[STATED PROBLEM] Change "one per line" to "each on its own line" throughout the records below, leaving everything else unchanged. Leave out the pictures.

[SUPPLIED MATERIAL]
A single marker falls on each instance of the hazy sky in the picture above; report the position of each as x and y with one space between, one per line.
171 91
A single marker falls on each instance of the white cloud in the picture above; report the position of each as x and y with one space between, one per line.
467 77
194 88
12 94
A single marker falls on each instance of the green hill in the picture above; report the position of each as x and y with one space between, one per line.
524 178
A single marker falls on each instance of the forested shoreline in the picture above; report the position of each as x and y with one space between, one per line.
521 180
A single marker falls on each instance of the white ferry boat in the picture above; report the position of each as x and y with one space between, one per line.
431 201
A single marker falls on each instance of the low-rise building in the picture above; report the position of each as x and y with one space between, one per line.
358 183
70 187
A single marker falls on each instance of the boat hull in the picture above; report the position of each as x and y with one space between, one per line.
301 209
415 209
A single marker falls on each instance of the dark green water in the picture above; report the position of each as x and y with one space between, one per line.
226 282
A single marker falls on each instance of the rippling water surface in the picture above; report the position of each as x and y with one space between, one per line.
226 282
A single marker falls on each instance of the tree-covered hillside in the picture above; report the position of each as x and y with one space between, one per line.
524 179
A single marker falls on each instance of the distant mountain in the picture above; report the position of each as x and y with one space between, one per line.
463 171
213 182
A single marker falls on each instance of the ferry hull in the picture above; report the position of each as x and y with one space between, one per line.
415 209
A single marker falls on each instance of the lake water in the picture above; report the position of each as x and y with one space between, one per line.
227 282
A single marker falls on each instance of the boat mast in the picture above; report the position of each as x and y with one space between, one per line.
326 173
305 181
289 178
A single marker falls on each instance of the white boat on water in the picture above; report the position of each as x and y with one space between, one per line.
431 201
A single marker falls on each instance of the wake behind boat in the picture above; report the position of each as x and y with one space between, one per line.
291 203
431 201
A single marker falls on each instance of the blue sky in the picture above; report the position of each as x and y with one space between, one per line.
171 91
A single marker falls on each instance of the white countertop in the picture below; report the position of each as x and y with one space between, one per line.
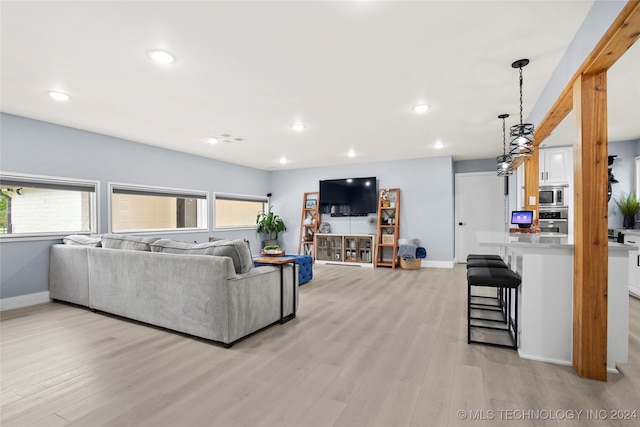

[RESPONSE BELOW]
A single marker falls on each instance of the hazy sky in the picture above; report the position of each as x and y with one space between, each on its own line.
171 91
A single marker falls on each instance of the white cloud in the picture above; report the position of each as x and y with one space between, each on its own line.
467 77
194 88
12 94
A single marker falls on each instance of the green hill in the picture above; report the position of each as x and y with one space between, each on its own line.
524 178
A single marker falls on each instance of the forested shoreline in the picture above; report the position of each as x and y with one space between, each on its own line.
521 180
A single marker falls on each instance of the white ferry boat in the picture above; report the position of each as x and y with one space between, each on its own line.
431 201
A single marker falls on each instance of the low-rise building in the picture above; report the position of each as x and y with one space between, each on its own line.
358 183
70 187
A single marker falls on each instance of the boat hull in the picture above; report the position of each as x and y with one space between, each on its own line.
301 209
415 209
A single marker falls on each instance of the dark green water in the picture above; report the position of each as x and y with one space between, each on its own line.
226 282
A single marker falls on each instance of the rippling water surface in the picture above; report the position of each as x and y with one space between, each on its own line.
226 282
A single marker falls on each instance of the tree-covered hillside in the picture above; report the position of each as x and y with one space between, each on its own line.
524 179
A single marker falls on each instance of the distant mountain in the picture above; report the position of each as x and y with one space between, each on its own line.
463 171
213 182
A single marker falls on each instance of the ferry hull in the picture above; report the position of each as x and y with one space between, each on its own line.
415 209
A single marker falls on each instance of the lake water in the picture above; report the position of each as x and y with one space between, each on its own line.
227 282
A single marker falls on each instance of the boat mast in the picture above; report the position of each as x and y with one space between, each on its own line.
326 173
305 181
289 178
A single marker falls on each instance of the white boat on water in the picture above; report the position of each as x and y with one space between, each on its own line.
431 201
A single marker falls on each instance of the wake behind boat in the picture above; report the position of each as x and y with one space between, each on its own line.
291 203
431 201
A single marker falls on each instance of the blue sky in the picture above; report the position of each as x and y with one space between, each on its own line.
171 91
A single marker falls on each instance of the white countertop in the picture below; report the position of each as x and y with one space between, each on its own line.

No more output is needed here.